When we hear a call for focused realism about COVID-19, we think people should be better informed about the survival rate from the coronavirus and the near-absence of COVID transmission in schools. But that’s not what Elisabeth Rosenthal wants; in an op-ed for the New York Times, she recalls the graphic scare campaigns around smoking that gave her nightmares and thinks the messaging around COVID-19 should be similar, not some “We’re in this together” nonsense. She’s not talking fear-mongering, though; she just wants nightmare-inducing imagery over cute slogans.

She writes:

As cases were mounting in September, the Michigan government produced videos with the exhortation, “Spread Hope, Not Covid,” urging Michiganders to put on a mask “for your community and country.”

Forget that. Mister Rogers-type nice isn’t working in many parts of the country. It’s time to make people scared and uncomfortable. It’s time for some sharp, focused terrifying realism.

I’m not talking fear-mongering, but showing in a straightforward and graphic way what can happen with the virus.

Another message could feature a patient lying in an I.C.U. bed, immobile, tubes in the groin, with a mask delivering 100 percent oxygen over the mouth and nose — eyes wide with fear, watching the saturation numbers rise and dip on the monitor over the bed.

Um, didn’t Gov. Andrew Cuomo just win an International Emmy for his coronavirus messaging, which included that silly #NewYorkStrong poster that even Chris Hayes 100 percent thought was a joke?

It’s bad enough we already have unhinged Karens driving around screaming “Kill yourself” at lockdown protesters.

● Prompt A
List every person named in the piece on COVID-19 messaging.
● Prompt B
Repeat a part of the piece on COVID-19 messaging word for word, beginning at the words "When we hear" and stopping after "over cute slogans.".
You won't need the records that come after the text.

● Study material
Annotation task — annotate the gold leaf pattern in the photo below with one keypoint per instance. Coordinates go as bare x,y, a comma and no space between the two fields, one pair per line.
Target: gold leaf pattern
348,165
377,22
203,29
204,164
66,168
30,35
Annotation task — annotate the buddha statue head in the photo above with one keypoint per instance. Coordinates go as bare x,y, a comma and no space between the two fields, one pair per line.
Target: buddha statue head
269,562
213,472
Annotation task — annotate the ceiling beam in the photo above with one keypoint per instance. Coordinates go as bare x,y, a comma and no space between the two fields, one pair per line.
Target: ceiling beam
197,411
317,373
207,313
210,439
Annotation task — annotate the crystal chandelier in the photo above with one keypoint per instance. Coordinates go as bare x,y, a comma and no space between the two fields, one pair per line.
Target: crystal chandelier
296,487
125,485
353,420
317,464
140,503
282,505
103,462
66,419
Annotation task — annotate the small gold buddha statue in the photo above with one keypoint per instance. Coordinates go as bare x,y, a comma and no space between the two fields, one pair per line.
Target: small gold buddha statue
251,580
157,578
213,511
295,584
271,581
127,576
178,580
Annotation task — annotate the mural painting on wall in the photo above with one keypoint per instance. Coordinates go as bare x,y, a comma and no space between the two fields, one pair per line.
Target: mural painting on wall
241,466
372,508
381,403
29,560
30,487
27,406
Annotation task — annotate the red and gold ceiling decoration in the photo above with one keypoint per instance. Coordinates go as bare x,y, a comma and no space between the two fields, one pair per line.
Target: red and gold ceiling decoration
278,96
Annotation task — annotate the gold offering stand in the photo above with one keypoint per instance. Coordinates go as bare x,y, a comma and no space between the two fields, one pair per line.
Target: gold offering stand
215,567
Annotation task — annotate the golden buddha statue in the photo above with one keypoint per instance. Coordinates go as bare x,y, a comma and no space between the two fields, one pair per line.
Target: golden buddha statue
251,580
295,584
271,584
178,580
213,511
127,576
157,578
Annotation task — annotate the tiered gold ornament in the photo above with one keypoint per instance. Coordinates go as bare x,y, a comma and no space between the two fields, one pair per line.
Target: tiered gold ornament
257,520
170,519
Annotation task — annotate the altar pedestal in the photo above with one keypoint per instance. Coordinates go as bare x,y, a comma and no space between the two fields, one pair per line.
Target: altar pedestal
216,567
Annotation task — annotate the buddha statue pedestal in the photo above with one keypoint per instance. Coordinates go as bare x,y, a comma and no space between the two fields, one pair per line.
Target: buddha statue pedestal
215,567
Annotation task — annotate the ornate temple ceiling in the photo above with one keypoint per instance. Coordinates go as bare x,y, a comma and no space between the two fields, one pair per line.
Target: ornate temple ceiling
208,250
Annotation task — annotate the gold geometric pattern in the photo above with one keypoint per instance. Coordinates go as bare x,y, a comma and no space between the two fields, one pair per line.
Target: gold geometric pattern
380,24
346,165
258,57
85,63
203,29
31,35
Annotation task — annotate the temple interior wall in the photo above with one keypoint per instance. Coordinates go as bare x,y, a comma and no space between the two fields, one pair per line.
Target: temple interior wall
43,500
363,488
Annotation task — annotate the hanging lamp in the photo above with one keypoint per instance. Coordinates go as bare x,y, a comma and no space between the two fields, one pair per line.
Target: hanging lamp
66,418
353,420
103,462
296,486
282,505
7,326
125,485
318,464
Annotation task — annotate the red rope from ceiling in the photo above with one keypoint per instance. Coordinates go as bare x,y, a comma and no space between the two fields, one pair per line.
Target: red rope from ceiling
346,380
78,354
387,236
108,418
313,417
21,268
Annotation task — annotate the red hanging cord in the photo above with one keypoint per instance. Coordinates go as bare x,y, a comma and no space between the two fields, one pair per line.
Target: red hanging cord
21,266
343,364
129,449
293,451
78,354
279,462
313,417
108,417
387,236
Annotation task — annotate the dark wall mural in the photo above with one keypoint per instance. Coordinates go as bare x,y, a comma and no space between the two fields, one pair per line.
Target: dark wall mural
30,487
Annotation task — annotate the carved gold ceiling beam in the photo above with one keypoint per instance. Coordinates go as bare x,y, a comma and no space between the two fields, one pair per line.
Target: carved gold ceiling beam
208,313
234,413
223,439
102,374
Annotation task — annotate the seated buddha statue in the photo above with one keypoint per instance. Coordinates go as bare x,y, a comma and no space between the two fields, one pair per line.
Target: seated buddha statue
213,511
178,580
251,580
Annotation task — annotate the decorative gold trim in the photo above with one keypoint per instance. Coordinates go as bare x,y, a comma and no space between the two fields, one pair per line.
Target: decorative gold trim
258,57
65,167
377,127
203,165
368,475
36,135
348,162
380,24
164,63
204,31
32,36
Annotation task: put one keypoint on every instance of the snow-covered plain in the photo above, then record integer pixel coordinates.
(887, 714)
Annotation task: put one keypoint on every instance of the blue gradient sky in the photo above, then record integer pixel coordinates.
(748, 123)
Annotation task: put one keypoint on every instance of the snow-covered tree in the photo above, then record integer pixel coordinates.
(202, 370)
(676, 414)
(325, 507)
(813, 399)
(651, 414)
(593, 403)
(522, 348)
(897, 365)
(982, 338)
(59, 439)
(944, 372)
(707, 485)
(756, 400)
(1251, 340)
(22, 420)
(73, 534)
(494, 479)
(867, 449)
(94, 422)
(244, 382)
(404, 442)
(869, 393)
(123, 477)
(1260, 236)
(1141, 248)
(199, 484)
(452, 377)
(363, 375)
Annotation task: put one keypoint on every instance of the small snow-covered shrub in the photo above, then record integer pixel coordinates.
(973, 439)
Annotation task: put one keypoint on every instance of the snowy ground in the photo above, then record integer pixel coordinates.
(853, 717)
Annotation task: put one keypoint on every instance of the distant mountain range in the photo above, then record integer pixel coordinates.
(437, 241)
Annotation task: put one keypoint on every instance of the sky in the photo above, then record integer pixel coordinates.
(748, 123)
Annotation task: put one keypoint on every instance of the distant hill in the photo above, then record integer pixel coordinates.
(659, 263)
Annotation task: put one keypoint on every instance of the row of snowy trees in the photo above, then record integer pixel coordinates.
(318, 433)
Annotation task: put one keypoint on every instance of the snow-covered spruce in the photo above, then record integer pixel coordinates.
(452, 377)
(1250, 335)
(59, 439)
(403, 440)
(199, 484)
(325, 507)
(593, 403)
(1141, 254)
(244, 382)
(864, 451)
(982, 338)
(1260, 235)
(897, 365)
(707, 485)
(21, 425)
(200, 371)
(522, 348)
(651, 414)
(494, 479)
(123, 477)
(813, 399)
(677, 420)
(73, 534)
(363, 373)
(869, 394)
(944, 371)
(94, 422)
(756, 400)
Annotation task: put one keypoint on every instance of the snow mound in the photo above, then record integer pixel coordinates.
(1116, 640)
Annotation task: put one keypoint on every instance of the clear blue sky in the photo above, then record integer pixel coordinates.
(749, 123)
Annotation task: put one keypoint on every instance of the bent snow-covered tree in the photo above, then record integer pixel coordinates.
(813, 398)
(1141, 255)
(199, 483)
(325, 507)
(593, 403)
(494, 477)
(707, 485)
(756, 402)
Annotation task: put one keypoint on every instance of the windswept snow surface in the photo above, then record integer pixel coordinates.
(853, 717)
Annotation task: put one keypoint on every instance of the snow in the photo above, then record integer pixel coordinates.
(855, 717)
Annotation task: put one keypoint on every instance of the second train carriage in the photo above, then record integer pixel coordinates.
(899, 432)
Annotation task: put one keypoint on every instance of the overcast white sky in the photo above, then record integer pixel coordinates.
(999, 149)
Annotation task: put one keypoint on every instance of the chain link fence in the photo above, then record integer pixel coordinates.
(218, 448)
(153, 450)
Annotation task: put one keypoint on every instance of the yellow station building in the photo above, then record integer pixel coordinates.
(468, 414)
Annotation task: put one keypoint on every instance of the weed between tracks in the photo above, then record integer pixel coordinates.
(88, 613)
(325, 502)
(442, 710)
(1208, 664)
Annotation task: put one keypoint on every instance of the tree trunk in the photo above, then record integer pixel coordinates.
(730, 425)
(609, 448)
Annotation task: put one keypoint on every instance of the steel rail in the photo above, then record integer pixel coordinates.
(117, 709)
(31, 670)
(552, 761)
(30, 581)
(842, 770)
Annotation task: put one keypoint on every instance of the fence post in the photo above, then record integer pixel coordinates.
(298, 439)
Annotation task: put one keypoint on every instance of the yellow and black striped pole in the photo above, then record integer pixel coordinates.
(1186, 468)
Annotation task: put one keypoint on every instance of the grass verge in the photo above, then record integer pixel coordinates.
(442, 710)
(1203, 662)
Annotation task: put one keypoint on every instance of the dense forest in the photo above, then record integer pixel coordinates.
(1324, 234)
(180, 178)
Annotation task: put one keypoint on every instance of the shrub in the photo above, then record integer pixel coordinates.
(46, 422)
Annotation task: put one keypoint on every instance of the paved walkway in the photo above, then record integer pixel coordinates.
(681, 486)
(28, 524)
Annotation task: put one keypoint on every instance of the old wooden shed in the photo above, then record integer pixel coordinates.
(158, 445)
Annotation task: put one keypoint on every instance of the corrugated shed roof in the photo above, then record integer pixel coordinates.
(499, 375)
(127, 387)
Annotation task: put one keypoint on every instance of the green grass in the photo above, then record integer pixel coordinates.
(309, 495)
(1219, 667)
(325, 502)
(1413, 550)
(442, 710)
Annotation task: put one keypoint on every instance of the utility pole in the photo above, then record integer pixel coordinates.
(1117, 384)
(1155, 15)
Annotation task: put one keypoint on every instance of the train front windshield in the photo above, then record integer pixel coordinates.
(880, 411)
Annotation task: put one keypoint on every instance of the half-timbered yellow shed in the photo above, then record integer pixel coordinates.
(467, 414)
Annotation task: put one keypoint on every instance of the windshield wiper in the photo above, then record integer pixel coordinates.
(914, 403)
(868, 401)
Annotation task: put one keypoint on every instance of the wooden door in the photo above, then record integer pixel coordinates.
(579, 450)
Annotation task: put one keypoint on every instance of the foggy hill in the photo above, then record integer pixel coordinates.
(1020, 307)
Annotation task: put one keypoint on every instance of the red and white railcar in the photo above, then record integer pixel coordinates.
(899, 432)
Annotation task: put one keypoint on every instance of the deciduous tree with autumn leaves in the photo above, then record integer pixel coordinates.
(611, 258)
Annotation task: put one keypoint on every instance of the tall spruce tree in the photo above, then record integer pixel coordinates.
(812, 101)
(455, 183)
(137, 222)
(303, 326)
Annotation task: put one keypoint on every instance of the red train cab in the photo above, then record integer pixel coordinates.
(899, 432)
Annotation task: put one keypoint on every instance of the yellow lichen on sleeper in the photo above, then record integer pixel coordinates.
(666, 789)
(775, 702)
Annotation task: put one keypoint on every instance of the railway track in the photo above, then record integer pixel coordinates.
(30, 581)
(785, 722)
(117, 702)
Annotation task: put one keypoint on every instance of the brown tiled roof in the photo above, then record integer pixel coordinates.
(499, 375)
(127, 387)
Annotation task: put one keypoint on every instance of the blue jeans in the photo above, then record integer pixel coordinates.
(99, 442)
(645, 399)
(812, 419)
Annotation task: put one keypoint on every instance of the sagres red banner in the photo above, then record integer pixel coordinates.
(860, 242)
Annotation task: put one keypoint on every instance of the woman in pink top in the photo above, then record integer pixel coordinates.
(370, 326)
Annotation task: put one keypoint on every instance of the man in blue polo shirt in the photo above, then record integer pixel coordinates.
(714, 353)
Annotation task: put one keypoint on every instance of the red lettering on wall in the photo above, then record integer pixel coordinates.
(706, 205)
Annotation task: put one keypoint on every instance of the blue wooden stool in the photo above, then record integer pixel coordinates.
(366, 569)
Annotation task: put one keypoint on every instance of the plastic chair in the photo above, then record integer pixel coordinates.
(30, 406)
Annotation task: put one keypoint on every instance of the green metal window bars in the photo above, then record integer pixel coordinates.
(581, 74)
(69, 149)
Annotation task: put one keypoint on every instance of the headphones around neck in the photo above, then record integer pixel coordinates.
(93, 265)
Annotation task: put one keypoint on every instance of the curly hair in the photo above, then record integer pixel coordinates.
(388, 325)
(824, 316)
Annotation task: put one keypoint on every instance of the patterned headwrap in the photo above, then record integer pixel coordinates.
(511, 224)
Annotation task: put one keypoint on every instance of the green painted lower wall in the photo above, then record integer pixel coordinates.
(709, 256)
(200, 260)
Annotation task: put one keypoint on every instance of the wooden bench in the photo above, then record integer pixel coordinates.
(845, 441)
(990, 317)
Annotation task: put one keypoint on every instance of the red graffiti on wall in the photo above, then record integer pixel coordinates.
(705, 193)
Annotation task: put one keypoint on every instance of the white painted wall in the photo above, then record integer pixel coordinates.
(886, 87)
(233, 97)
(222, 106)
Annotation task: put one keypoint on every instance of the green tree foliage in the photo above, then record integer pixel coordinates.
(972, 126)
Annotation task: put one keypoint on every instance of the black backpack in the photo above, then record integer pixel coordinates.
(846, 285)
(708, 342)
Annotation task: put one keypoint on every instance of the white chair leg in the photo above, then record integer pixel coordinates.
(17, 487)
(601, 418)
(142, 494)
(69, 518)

● Expected answer A
Elisabeth Rosenthal, Mister Rogers, Andrew Cuomo, Chris Hayes

● Expected answer B
When we hear a call for focused realism about COVID-19, we think people should be better informed about the survival rate from the coronavirus and the near-absence of COVID transmission in schools. But that’s not what Elisabeth Rosenthal wants; in an op-ed for the New York Times, she recalls the graphic scare campaigns around smoking that gave her nightmares and thinks the messaging around COVID-19 should be similar, not some “We’re in this together” nonsense. She’s not talking fear-mongering, though; she just wants nightmare-inducing imagery over cute slogans.